DOCUMENT SECTION>
'''

The Good Son: John Hillcoat’s The Proposition

by James Rose Volume 12, Issue 4 / April 2008 13 minutes (3099 words)

John Hillcoat’s The Proposition (2005) opens with a series of black and white photographs depicting the building of the British Empire in Australia. Some depict the settlers in single or group portraits; others portray the indigenous people, amongst images of hotels, clapboard shops and a school. Everything looks dirty and everything looks painful, harsh, real. The sequence then shifts from these general images to a more specific event: starting with a group portrait of the local police force, their rifles in hand and an uneasy gaze staring into the lens, the sequence proceeds with three related images. The first is of the remains of a burnt out house, a bare black and charred frame stark against the pale sands of the Outback. Following this is a photograph of three bodies, a man and a woman with a child laid out between them. The woman appears to have a deep cut on her forehead whilst the man has clearly been shot in the head. The child, their eyes closed, appears unharmed, resting peacefully in his premature death. An image of three crosses follows, each grave marker bleaches out into the morning sun. This image lingers on the screen to consolidate its value and importance, the serene non-diegetic music adding further melancholy to the evoked atmosphere.

'''

SET TASK 1> Please update the listing by replacing "pointer" with "marker" wherever it appears, changing nothing else, and leave the pictures out of your answer.
The film review above and the listing that follows are separate, unrelated material.

DATASET EXTRACT>
'''

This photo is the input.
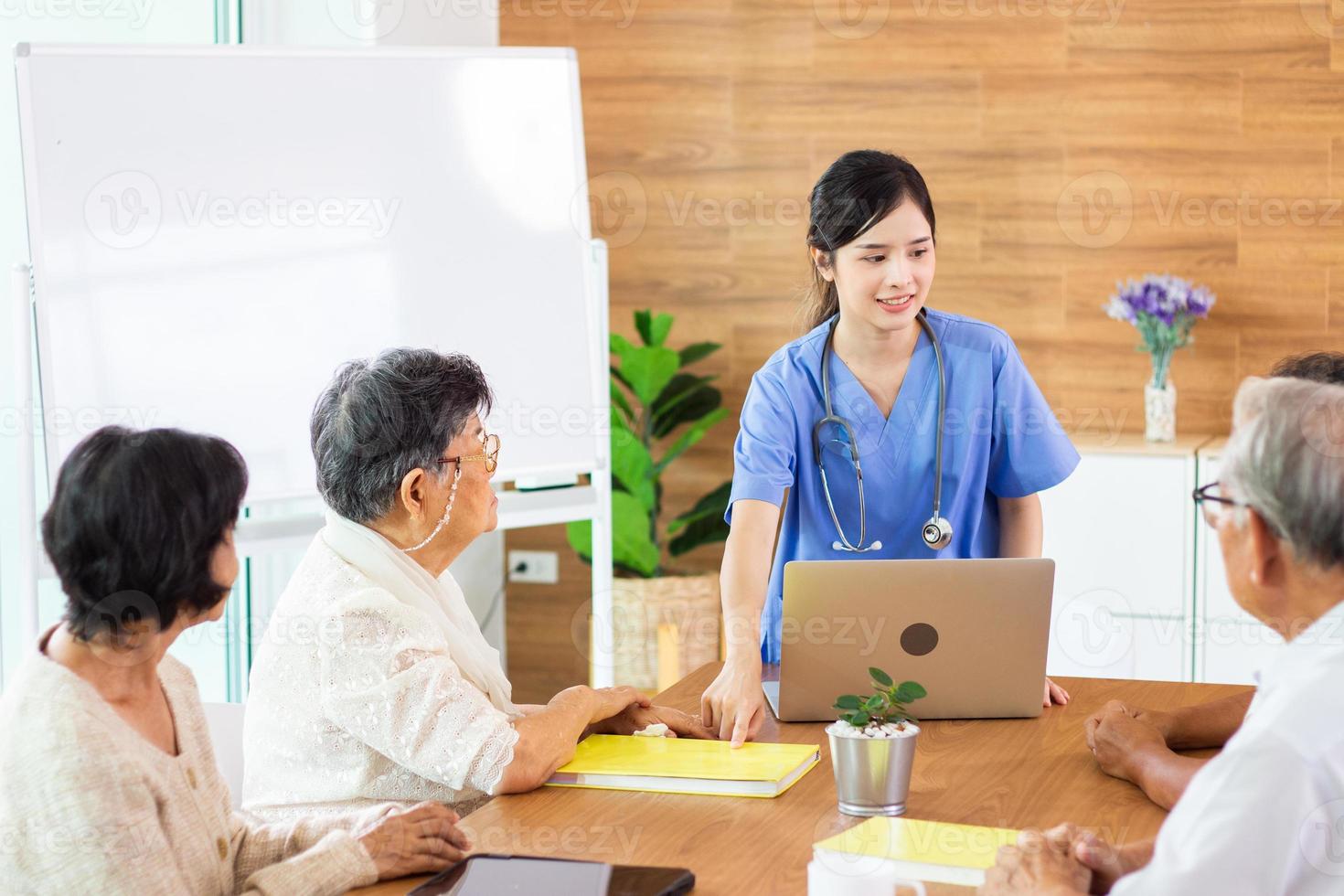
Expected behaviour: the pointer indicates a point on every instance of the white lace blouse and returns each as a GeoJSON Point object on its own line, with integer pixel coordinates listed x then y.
{"type": "Point", "coordinates": [355, 700]}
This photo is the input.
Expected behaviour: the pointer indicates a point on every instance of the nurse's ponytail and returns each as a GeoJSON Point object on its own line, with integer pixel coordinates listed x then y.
{"type": "Point", "coordinates": [859, 189]}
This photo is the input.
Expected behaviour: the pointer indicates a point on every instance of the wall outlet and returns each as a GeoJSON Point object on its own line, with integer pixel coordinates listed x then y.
{"type": "Point", "coordinates": [538, 567]}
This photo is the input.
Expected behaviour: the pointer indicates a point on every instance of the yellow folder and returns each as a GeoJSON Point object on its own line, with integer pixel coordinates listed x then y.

'''

SET TASK 2> In the review of The Proposition, what is the charred frame of the burnt-out house seen against?

EXERCISE ANSWER 1>
This photo is the input.
Expected behaviour: the marker indicates a point on every instance of the white lace blouse and returns each as a GeoJSON Point object on its own line, with integer pixel coordinates listed x then y.
{"type": "Point", "coordinates": [355, 700]}
This photo is the input.
Expected behaviour: the marker indicates a point on every instance of the nurse's ponytail and returns each as a GeoJSON Point object on its own line, with integer pixel coordinates listed x then y.
{"type": "Point", "coordinates": [859, 189]}
This photo is the input.
Expected behaviour: the marker indicates a point on every instance of the wall outlet and returns each as a GeoJSON Point object on its own line, with integer pixel coordinates listed x then y.
{"type": "Point", "coordinates": [538, 567]}
This photo is the input.
Expected behaviour: the marker indicates a point on every instance of the yellow folder and returns each as a GeoJSON Point object on its own line, with integer pixel coordinates listed x then y.

EXERCISE ANSWER 2> The pale sands of the Outback.